— WORK INSTRUCTIONS —
Transcribe the records exactly from the line with "According to records, this image contains the bowl" to the end, both included.

— STORED DATA —
* * *
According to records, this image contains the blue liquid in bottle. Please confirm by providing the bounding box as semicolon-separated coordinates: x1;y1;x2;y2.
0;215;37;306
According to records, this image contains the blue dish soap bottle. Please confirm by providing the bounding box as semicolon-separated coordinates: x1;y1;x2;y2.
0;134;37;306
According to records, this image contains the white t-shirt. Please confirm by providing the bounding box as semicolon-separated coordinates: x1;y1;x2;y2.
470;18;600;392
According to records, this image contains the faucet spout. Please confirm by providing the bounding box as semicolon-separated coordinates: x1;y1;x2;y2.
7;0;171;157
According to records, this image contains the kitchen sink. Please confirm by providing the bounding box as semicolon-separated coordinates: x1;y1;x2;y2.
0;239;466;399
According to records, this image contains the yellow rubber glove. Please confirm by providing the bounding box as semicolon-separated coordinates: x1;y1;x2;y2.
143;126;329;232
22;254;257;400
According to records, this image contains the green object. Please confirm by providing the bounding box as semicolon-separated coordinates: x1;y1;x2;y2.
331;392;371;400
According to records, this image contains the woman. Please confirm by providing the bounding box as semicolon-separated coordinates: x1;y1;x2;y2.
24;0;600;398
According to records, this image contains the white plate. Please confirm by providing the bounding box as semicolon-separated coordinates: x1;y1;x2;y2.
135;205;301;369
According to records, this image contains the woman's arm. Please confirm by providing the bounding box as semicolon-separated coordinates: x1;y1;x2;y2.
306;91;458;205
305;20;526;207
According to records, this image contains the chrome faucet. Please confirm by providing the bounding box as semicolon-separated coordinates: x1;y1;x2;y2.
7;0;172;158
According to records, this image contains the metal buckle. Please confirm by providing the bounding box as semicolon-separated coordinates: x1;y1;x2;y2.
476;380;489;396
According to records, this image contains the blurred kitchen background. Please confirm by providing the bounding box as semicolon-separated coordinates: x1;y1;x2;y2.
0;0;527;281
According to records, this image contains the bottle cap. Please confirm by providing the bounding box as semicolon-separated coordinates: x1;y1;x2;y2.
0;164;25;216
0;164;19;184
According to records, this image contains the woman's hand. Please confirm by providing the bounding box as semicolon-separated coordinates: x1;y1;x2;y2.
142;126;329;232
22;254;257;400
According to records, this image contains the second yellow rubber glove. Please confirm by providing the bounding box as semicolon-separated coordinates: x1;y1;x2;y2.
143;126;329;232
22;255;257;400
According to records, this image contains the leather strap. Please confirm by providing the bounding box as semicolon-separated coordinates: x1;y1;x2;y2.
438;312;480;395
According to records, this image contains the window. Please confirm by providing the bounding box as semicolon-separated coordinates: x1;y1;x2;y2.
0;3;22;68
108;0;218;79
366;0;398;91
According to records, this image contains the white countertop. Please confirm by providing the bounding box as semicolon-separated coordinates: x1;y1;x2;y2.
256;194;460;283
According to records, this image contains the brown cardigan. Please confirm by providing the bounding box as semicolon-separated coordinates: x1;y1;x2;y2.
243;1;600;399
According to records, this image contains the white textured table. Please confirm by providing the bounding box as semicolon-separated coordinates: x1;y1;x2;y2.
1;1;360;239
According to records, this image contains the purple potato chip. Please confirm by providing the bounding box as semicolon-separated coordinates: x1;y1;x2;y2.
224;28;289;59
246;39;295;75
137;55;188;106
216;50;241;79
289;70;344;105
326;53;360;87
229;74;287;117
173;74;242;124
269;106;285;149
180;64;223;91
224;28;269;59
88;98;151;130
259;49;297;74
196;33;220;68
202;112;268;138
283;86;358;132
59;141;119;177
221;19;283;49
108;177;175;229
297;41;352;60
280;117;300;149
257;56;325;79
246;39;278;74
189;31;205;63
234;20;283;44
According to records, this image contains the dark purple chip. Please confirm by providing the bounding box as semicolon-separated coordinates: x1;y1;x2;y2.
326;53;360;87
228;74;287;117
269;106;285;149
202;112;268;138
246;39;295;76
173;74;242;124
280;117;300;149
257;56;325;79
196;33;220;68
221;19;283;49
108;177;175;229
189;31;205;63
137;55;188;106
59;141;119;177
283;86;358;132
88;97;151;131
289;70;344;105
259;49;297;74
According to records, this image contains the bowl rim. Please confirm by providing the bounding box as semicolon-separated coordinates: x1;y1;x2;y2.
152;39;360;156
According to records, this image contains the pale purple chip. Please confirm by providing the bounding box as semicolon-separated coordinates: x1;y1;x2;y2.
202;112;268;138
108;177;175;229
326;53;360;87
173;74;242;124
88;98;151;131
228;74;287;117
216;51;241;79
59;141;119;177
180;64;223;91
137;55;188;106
* * *
— SOLVED EXERCISE —
According to records, this image contains the bowl rim. Please confirm by providing the bounding box as semicolon-separated coordinates: x1;y1;x2;y2.
152;39;360;156
According to records, this image contains the pale purple chip. Please confirm by providing the bounding box as semicolon-separated coordinates: x1;y1;x2;y2.
202;112;268;138
108;177;175;229
326;53;360;87
173;74;242;124
88;98;151;131
228;74;287;117
216;51;241;79
59;141;119;177
180;64;223;91
137;55;188;106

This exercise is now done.